WRITTEN PROBLEM 1 -> Convert the listing into a Markdown table with the columns Row and Line, leaving out blank lines. Begin at the line that contains "Where can you find the dirt" and continue through the end of the listing.

TEXT PROVIDED ->
|---|

Re: InferAvroSchema OoM w/ large json

Jeremy Dyer Thu, 14 Sep 2017 19:00:42 -0700

Neil - The number of records analyzed property in conjunction with JSON content 
is a little hairy. It's pretty clear with something like CSV where each line is 
considered a record. With JSON that distinction becomes less clear on what is 
actually a "record". AKA is the record the object or each element in the array. 
Ultimately NiFi invokes the Kite SDK to handle this task. Kite attempts to 
parse the JSON and iterate through X number of assumed Avro schemas/records. I 
would assume that kite is probably attempting to read in this entire array of 
objects and causing your OOM error.


I would feed in a smaller set of data to the InferAvroScema processor and then 
use the resulting output schema from that run on subsequent processors removing 
the InferAvroScema from the flow all together. I am making the assumption that 
this data is always the same. If that is not the case this will not work and we 
can look at other options. 

Don't worry we will get it going at some point 👌 

- Jeremy Dyer



Sent from my iPhone
> On Sep 14, 2017, at 5:13 PM, Neil Derraugh 
> <[email protected]> wrote:
> 
> I have a 328MB json file sitting in a queue that feeds into an 
> InferAvroSchema (1.3.0) processor that is currently stopped.  The json file 
> consists of a single array containing just over 1.5M small objects.  The heap 
> is set to 4GB.  Before starting the processor the heap usage on the node that 
> has the file is about 20%. If I start the InferAvroSchema eventually I run 
> out of heap and start seeing the following in the logs.

|---|

INPUT MATERIAL ->
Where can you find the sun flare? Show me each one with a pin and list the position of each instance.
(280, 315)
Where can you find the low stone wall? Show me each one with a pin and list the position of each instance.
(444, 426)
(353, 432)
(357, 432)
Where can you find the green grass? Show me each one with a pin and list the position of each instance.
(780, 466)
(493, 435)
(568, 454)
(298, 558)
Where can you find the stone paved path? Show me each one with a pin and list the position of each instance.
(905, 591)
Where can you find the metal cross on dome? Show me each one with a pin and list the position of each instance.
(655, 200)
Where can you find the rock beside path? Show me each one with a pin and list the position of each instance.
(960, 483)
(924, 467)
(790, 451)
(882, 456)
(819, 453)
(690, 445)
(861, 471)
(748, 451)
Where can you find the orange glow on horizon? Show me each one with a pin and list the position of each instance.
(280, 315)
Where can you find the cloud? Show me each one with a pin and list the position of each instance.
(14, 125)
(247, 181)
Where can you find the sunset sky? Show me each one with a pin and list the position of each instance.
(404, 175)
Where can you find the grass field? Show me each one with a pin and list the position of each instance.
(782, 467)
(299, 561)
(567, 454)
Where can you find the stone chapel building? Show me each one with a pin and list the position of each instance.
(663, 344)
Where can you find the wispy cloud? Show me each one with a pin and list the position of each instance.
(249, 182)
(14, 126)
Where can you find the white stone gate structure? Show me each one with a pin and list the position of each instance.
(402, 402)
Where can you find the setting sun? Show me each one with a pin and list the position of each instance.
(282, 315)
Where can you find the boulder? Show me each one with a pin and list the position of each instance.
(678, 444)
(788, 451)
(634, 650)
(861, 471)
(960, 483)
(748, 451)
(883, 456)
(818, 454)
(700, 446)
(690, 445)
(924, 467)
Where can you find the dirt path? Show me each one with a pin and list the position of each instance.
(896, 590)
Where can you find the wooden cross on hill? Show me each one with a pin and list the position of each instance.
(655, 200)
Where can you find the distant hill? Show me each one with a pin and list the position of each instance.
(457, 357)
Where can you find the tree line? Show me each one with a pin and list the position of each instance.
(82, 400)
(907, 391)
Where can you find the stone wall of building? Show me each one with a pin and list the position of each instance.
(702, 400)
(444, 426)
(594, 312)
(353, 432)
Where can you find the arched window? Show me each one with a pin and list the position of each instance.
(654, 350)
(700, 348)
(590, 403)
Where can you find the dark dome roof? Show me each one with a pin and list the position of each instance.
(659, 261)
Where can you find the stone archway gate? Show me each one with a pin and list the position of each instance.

|---|

WRITTEN PROBLEM 2 -> In the forum thread about the InferAvroSchema out-of-memory error, what heap size is set?

FINAL ANSWER 1 ->
| Row | Line |
|---|---|
| 1 | Where can you find the dirt path? Show me each one with a pin and list the position of each instance. |
| 2 | (896, 590) |
| 3 | Where can you find the wooden cross on hill? Show me each one with a pin and list the position of each instance. |
| 4 | (655, 200) |
| 5 | Where can you find the distant hill? Show me each one with a pin and list the position of each instance. |
| 6 | (457, 357) |
| 7 | Where can you find the tree line? Show me each one with a pin and list the position of each instance. |
| 8 | (82, 400) |
| 9 | (907, 391) |
| 10 | Where can you find the stone wall of building? Show me each one with a pin and list the position of each instance. |
| 11 | (702, 400) |
| 12 | (444, 426) |
| 13 | (594, 312) |
| 14 | (353, 432) |
| 15 | Where can you find the arched window? Show me each one with a pin and list the position of each instance. |
| 16 | (654, 350) |
| 17 | (700, 348) |
| 18 | (590, 403) |
| 19 | Where can you find the dark dome roof? Show me each one with a pin and list the position of each instance. |
| 20 | (659, 261) |
| 21 | Where can you find the stone archway gate? Show me each one with a pin and list the position of each instance. |

FINAL ANSWER 2 -> 4GB.